_Work to complete_.
Return, word for word, the part of the text on Tracker RDF database performance that opens with the words containing "Tracker RDF database performance" and closes with "Virtuoso and 4Store.".

_Text extract_.

---------------

Tracker RDF database performance

I have spent time on-and-off the past week looking at the performance of the Tracker RDF database. Tracker, I believe, started out as a desktop search tool for Gnome. I never used it in this incarnation, and it has only come to my attention  since version 0.7, when the developers implemented a general purpose RDF storage engine at its core. I wanted to know how this newly implemented RDF database compared to a widely used RDF database in terms of query performance. In essence I was interested in whether the Tracker project had spawned something that could compete with Virtuoso and 4Store.

You can find my complete results and analysis at the tracker mailing list archive, but the headline statement is that tracker had roughly 9 times the query performance of Virtuoso. The graph here shows the breakdown by query.

This is a drastic difference in performance that greatly favours the home-grown database utilized by Tracker. However this stellar performance comes at the cost of flexibility. Its obvious that the database has been tailored very much to the needs of Tracker itself. Unlike Virtuoso it is not ‘schema-free’. A description of the data (In the form of something called an RDF ontology) is required for storage. In addition to this, the data formats are more restrictive, and some common elements of RDF are missing.

---------------

_Listed records_.
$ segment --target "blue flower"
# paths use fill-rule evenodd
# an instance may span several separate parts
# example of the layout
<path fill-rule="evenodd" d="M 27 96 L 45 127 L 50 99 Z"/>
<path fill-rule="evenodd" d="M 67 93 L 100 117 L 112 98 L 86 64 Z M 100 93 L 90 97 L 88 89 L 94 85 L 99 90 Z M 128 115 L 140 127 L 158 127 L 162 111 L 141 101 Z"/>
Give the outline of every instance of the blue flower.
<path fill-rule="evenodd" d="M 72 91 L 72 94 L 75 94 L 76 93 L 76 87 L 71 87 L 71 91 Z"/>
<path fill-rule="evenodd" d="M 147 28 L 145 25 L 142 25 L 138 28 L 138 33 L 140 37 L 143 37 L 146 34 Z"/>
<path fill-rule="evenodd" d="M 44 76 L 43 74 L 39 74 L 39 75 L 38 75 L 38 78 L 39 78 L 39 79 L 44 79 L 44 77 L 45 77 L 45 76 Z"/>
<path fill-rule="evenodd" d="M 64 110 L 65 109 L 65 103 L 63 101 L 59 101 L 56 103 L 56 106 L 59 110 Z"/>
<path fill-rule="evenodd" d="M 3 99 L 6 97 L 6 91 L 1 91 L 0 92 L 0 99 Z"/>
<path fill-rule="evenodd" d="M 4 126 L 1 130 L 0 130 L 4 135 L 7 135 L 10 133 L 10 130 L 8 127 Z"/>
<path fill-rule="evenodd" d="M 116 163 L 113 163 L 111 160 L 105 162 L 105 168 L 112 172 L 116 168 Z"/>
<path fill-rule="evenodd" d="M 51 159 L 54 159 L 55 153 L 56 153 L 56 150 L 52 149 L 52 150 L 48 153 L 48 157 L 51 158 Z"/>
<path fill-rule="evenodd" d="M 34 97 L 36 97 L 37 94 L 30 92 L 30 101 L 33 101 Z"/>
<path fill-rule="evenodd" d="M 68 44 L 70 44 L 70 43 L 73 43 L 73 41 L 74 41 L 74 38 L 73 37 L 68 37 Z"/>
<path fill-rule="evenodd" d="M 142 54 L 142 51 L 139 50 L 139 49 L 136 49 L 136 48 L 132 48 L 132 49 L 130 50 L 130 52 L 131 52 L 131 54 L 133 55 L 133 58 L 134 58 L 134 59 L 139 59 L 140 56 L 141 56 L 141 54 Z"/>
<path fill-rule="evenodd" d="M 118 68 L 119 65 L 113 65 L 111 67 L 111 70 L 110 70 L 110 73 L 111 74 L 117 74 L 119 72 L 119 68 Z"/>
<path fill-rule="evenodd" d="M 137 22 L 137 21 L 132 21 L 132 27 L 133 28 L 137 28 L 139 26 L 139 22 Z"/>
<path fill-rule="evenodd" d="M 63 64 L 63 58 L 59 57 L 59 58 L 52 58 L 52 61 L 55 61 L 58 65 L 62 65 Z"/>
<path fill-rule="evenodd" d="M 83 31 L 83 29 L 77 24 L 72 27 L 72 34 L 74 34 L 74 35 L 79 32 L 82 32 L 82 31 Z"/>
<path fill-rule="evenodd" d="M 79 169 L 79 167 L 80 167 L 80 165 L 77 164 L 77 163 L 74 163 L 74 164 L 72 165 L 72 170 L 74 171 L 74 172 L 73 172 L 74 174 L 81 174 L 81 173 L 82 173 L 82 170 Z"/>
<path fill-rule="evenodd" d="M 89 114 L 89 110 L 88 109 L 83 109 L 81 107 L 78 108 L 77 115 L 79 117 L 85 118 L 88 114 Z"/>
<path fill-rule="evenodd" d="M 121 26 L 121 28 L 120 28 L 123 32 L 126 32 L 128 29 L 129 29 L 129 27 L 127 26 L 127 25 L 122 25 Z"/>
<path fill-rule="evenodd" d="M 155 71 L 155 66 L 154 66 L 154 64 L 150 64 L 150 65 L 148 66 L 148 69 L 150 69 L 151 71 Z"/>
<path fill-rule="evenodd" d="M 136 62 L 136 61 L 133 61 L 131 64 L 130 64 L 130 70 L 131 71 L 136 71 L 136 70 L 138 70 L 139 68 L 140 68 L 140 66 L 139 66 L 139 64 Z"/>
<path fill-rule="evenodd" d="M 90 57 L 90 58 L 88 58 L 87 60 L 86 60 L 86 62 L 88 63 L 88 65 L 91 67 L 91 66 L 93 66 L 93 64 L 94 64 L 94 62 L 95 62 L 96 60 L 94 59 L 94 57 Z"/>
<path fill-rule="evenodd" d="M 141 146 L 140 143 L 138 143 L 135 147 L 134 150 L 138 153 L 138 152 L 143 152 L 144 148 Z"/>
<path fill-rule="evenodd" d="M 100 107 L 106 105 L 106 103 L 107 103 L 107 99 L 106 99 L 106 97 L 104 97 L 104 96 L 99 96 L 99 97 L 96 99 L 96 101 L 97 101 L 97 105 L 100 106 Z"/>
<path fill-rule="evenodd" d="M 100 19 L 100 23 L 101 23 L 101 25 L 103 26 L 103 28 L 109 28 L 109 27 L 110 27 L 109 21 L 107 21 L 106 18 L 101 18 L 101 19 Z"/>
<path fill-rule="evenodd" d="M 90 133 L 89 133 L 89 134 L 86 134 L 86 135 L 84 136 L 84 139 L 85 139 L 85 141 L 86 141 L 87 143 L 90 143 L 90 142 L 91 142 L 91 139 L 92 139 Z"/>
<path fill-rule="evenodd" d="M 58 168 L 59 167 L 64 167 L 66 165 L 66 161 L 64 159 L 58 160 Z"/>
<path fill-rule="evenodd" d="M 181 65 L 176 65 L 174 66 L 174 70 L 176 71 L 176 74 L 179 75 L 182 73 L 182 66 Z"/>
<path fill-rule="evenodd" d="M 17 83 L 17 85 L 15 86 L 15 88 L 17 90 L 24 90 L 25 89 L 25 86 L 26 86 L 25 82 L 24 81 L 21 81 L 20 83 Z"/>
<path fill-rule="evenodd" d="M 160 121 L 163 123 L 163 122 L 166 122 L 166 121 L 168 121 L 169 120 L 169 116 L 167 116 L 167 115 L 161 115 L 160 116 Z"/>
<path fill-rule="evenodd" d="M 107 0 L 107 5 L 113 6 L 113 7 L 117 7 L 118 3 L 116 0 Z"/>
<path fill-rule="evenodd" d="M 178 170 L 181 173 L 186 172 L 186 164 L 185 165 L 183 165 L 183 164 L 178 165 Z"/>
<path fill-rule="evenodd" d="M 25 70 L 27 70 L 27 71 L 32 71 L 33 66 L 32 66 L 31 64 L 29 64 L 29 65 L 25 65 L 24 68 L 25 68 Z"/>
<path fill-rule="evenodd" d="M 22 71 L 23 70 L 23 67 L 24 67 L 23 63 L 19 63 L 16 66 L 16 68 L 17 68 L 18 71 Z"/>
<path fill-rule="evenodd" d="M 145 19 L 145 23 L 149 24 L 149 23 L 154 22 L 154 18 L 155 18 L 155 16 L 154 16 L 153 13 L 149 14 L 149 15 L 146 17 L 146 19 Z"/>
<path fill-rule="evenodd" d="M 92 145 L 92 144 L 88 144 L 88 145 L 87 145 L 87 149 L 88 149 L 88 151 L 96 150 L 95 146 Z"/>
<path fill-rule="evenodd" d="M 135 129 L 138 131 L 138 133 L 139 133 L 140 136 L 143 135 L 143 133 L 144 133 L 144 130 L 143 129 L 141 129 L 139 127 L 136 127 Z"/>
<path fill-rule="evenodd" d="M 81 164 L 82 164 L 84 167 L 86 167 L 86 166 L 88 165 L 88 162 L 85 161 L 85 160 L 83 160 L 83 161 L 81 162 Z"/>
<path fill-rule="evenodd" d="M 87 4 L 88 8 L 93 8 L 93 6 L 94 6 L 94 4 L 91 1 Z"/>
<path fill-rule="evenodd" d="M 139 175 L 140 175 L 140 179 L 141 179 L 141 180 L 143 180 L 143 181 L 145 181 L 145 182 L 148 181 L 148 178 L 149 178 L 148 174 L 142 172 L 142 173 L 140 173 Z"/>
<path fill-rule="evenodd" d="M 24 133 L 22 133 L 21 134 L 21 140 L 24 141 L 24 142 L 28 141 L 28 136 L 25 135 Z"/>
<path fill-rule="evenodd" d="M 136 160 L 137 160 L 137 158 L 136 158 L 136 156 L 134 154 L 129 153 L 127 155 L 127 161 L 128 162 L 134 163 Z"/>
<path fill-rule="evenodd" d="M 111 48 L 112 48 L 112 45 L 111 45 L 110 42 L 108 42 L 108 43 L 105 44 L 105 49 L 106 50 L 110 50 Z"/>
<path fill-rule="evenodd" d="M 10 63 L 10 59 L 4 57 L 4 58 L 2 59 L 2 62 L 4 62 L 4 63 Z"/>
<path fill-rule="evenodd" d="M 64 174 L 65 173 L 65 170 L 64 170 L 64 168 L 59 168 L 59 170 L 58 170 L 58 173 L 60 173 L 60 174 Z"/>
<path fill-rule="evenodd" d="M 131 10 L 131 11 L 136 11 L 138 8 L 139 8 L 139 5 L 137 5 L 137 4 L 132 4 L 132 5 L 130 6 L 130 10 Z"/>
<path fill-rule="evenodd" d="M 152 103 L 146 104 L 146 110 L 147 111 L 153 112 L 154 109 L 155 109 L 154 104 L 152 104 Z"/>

---------------

_Solution to this problem_.
Tracker RDF database performance

I have spent time on-and-off the past week looking at the performance of the Tracker RDF database. Tracker, I believe, started out as a desktop search tool for Gnome. I never used it in this incarnation, and it has only come to my attention  since version 0.7, when the developers implemented a general purpose RDF storage engine at its core. I wanted to know how this newly implemented RDF database compared to a widely used RDF database in terms of query performance. In essence I was interested in whether the Tracker project had spawned something that could compete with Virtuoso and 4Store.